EXERCISE DATA: Begin

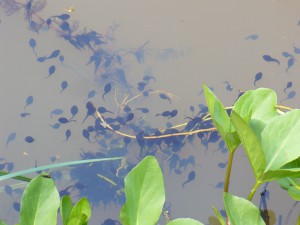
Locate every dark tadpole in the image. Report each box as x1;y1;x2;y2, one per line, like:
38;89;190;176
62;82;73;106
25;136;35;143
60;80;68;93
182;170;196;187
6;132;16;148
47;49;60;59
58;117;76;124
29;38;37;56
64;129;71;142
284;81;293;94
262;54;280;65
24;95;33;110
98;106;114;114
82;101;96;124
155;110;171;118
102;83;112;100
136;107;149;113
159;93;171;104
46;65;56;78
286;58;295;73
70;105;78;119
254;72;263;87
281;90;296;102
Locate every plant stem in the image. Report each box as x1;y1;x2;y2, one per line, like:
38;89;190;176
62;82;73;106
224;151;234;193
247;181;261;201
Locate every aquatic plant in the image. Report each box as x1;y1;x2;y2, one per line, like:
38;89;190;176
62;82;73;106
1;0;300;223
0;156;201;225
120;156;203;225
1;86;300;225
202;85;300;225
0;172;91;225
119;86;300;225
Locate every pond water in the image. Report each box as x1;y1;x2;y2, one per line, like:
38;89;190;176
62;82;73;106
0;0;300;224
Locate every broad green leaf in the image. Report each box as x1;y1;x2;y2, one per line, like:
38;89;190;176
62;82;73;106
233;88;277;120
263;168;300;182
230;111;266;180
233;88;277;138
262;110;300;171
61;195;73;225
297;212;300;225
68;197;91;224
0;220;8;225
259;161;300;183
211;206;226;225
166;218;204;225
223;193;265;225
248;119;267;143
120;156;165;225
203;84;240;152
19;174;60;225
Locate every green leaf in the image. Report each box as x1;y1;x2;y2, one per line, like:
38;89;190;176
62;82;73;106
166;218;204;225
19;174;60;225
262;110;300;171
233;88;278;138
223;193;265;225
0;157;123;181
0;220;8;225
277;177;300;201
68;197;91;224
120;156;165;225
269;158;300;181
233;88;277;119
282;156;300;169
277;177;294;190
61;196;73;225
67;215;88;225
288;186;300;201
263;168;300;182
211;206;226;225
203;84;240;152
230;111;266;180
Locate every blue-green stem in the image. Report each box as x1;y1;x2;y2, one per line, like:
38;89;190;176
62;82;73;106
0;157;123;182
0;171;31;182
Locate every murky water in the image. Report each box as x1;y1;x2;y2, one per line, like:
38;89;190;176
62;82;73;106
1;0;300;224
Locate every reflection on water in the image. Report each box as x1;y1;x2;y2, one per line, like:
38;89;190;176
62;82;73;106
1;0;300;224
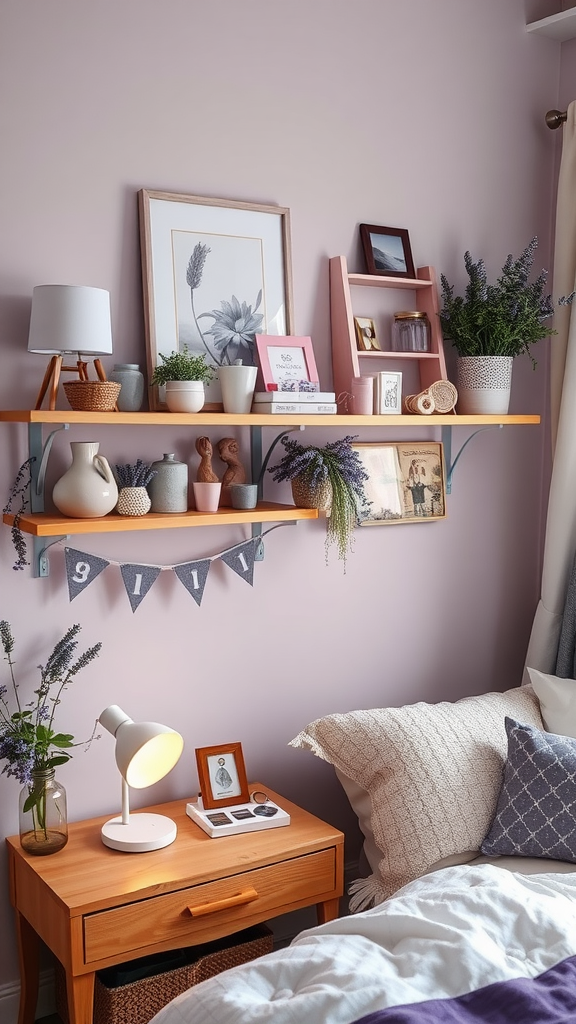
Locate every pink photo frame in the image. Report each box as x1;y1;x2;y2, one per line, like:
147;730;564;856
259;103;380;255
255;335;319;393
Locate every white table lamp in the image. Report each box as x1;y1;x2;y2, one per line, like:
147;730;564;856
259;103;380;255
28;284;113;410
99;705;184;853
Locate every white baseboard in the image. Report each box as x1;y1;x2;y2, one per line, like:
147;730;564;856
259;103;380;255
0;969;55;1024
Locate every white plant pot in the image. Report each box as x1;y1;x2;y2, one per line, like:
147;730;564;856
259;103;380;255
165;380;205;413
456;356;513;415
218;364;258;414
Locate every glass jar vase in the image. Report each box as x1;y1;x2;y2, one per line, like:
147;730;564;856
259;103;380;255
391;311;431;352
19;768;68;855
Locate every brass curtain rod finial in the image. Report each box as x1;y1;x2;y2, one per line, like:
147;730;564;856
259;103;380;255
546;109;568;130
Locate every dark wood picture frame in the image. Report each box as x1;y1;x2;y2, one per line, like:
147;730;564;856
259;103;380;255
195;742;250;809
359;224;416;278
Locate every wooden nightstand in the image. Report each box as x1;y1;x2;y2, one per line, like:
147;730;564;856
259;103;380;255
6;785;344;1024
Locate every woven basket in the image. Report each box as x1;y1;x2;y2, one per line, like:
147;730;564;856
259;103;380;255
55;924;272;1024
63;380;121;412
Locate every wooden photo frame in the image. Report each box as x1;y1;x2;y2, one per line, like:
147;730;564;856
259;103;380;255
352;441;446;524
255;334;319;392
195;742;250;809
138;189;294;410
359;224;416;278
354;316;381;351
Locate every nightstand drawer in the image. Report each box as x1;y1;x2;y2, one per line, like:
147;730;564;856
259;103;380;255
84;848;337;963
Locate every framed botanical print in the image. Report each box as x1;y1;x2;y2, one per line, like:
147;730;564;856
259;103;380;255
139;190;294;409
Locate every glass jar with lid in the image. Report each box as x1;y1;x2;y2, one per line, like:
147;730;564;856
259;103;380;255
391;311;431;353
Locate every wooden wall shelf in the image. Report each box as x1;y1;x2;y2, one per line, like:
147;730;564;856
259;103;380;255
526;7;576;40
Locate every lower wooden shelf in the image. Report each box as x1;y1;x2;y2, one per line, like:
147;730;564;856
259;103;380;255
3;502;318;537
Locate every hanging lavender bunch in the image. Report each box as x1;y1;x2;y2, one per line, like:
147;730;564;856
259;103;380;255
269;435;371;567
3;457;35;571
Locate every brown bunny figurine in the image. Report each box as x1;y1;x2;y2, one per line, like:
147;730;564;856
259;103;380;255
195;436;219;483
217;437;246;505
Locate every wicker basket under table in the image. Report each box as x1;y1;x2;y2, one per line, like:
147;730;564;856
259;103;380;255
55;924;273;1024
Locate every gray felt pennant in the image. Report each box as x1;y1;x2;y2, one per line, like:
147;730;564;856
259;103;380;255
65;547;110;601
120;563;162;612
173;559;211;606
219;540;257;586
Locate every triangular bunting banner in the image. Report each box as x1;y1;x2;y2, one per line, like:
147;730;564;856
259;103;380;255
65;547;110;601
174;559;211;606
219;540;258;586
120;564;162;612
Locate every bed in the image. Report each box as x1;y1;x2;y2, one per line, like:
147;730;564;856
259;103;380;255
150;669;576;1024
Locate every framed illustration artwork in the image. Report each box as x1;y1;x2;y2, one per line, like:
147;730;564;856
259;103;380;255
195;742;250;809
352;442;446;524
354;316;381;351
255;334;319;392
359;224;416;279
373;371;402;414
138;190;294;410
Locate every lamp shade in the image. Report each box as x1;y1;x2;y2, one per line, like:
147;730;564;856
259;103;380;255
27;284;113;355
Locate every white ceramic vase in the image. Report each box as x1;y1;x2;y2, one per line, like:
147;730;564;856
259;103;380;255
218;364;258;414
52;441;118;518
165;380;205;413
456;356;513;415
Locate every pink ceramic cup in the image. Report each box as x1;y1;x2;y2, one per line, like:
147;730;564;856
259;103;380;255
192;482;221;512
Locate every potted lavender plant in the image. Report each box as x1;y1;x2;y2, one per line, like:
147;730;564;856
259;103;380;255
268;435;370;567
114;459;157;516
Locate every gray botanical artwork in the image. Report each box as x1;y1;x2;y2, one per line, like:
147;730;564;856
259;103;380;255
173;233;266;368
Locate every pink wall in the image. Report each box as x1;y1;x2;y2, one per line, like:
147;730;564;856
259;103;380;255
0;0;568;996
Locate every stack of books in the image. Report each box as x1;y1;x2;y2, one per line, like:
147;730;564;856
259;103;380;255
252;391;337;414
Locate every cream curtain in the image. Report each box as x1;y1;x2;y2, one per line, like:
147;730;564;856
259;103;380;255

EXERCISE DATA: End

From the records above, print only the lines between the one holding "Locate every glass jar with" and the one holding "Locate every pink ceramic", inclusive, exactly as they stand.

Locate every glass jar with lid in the image. Report each box as x1;y1;x2;y2, one per line, like:
147;730;564;856
259;103;380;255
391;311;431;353
Locate every wooden wall shelf in the image. Report each box as x1;y1;x2;y2, one per line, like:
147;730;564;856
259;103;380;255
526;7;576;40
Locate every lower wooden shelf in the image. Report each box as x1;y1;x2;y2, one per line, like:
147;730;564;856
259;103;380;255
3;502;318;537
Locate every hanging lavender bunch in the image. Report each box as x1;y1;x2;y2, one per line, like:
147;730;564;856
259;103;380;255
269;435;371;567
3;457;35;571
Locate every brown bunny figurine in the image. Report each box as x1;y1;x2;y2, one per line, like:
147;730;564;856
259;103;380;255
195;436;219;483
217;437;246;505
Locate every wicker basket under table in the image. Report each box as x1;y1;x2;y2, one per line, like:
147;730;564;856
259;103;380;255
55;924;273;1024
Locate every gray felt pennant in the image. Report each box as x1;y1;x2;y2, one per line, like:
147;730;564;856
259;103;380;255
65;547;110;601
120;563;162;612
173;559;211;606
219;540;257;586
Locate every triangular bunting banner in the image. Report each box as x1;y1;x2;y2, one per line, like:
147;730;564;856
259;103;380;255
65;547;110;601
174;559;211;606
219;540;258;586
120;564;162;612
Locate every bed in the image. Report each box as x1;y1;x2;y2, one per line, like:
147;730;564;856
259;103;380;255
150;669;576;1024
Locate every framed illustration artwork in the image. Report each box as x1;y1;x2;y2, one per line, like:
147;730;564;856
259;103;380;255
195;742;250;809
352;442;446;524
354;316;381;351
255;334;319;392
359;224;416;279
373;371;402;414
138;190;294;410
Locate every lamp shade in the image. Report each box as x1;y1;x2;y2, one per line, like:
147;730;564;856
259;103;380;255
27;284;113;355
Locate every white ceramic vase in the image. Report each box as x1;y1;x2;y2, one per line, like:
147;730;564;856
259;103;380;255
218;364;258;414
52;441;118;518
165;380;205;413
456;356;513;415
Locate every pink ceramic cup in the image. Report each box as x1;y1;x2;y2, one per line, like:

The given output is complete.